## Exercise instructions
From the line with "the cookie, which" through the final line of the entries below, write out each line exactly and nothing else.

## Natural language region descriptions
##############################
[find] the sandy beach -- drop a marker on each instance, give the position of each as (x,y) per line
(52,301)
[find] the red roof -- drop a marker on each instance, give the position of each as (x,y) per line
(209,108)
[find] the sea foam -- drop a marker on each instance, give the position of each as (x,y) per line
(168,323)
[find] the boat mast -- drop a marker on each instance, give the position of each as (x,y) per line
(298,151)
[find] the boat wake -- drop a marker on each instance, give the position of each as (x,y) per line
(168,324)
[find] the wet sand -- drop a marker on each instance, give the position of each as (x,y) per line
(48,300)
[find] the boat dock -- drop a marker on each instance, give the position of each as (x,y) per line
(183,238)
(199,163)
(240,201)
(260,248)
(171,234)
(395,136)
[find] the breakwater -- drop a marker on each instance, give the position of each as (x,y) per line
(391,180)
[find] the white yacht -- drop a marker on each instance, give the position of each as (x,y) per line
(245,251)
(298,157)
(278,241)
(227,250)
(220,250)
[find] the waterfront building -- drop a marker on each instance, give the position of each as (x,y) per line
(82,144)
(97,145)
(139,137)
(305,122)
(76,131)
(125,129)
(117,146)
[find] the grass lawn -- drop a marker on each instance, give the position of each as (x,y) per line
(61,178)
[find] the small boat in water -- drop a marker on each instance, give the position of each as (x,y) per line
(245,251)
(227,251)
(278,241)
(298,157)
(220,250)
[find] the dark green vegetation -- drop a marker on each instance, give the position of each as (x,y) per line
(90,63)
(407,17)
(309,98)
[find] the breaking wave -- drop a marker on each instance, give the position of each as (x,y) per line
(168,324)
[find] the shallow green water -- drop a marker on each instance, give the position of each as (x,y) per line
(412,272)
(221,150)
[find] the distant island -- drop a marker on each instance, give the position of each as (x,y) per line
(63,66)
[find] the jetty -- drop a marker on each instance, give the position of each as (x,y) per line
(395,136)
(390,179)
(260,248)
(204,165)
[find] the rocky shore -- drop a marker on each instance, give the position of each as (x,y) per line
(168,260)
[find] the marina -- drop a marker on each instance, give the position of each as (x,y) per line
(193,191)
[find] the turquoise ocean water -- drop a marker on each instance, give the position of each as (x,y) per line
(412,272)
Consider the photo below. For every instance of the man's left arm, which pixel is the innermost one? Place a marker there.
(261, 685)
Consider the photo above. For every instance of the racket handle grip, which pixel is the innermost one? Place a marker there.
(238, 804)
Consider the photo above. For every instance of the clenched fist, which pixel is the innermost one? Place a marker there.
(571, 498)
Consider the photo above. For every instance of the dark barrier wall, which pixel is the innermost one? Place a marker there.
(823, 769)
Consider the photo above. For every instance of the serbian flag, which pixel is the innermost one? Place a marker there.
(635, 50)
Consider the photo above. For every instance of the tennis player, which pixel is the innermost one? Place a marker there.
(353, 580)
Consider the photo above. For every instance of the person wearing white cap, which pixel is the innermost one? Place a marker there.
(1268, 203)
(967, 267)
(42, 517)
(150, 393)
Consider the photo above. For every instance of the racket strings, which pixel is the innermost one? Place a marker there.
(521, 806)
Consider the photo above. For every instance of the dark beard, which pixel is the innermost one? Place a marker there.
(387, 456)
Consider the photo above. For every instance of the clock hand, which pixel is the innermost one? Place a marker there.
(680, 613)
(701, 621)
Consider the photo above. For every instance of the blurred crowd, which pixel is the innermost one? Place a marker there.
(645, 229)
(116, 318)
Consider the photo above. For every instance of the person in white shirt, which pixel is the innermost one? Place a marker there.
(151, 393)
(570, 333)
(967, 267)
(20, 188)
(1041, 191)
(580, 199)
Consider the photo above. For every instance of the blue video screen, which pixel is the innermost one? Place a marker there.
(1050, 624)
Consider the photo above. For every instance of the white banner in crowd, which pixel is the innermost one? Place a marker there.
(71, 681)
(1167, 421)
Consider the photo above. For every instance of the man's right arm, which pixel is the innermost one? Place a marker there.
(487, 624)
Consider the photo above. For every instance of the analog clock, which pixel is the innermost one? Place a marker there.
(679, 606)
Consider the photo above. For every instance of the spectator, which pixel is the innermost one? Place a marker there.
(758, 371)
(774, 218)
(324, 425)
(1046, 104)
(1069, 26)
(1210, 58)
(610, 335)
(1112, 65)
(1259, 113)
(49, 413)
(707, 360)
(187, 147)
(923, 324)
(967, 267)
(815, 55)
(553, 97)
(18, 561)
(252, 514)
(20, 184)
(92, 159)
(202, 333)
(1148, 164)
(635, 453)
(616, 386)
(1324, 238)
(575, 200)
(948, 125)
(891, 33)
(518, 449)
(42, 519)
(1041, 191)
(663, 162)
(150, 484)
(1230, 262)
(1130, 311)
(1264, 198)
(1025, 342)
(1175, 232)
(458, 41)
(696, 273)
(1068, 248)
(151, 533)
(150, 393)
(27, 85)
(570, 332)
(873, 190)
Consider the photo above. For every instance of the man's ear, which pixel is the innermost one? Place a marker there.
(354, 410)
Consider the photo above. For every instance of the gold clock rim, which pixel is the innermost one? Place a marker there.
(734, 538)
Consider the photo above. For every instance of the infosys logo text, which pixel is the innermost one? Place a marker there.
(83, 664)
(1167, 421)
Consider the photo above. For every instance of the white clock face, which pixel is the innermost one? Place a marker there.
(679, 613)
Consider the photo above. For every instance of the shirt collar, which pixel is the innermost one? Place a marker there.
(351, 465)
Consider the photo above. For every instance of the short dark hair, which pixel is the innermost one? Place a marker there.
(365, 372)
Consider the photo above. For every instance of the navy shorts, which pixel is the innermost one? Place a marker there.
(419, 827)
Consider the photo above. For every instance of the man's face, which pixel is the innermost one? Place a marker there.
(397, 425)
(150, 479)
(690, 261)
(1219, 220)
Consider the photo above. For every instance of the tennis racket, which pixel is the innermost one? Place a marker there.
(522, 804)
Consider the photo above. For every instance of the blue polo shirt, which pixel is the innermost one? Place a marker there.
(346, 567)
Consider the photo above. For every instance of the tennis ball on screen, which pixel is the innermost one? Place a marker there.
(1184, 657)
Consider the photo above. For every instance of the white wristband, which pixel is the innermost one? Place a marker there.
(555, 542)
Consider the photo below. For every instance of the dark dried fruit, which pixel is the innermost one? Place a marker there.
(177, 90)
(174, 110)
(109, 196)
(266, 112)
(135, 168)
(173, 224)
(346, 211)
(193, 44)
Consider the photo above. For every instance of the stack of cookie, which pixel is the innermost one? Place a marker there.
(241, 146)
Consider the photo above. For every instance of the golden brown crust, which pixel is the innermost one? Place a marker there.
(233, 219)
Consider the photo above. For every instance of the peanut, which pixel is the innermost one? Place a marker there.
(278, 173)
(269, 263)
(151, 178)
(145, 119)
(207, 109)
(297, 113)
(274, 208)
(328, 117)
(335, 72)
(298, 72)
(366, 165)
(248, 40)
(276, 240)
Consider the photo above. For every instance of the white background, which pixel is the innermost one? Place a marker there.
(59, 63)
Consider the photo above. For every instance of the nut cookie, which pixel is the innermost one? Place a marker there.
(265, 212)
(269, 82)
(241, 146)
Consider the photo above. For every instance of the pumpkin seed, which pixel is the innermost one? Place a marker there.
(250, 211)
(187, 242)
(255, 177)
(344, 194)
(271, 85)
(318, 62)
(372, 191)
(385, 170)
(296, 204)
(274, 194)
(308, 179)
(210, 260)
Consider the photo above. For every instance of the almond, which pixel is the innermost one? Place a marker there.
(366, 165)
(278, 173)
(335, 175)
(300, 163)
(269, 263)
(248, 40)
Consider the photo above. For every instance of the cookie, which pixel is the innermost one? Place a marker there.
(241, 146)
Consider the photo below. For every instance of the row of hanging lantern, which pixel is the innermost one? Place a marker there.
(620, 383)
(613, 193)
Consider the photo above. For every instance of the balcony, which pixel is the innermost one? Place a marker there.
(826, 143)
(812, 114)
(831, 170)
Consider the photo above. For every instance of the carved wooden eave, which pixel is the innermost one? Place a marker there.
##############################
## Answer for the task
Consider the photo above. For every instance of the cookie, which pixel is the innermost one? Place a marker there.
(241, 146)
Consider the photo below. For every instance of the row of hanging lantern, which pixel is the innermost one? Place a marker there.
(620, 383)
(613, 193)
Consider the photo above. For every instance of the balcony, which pixel is the innermost one? Place a marker there.
(826, 143)
(812, 114)
(831, 170)
Consider the photo above. For every instance of the carved wooden eave, which pixel is the innermost one? Place a marker there.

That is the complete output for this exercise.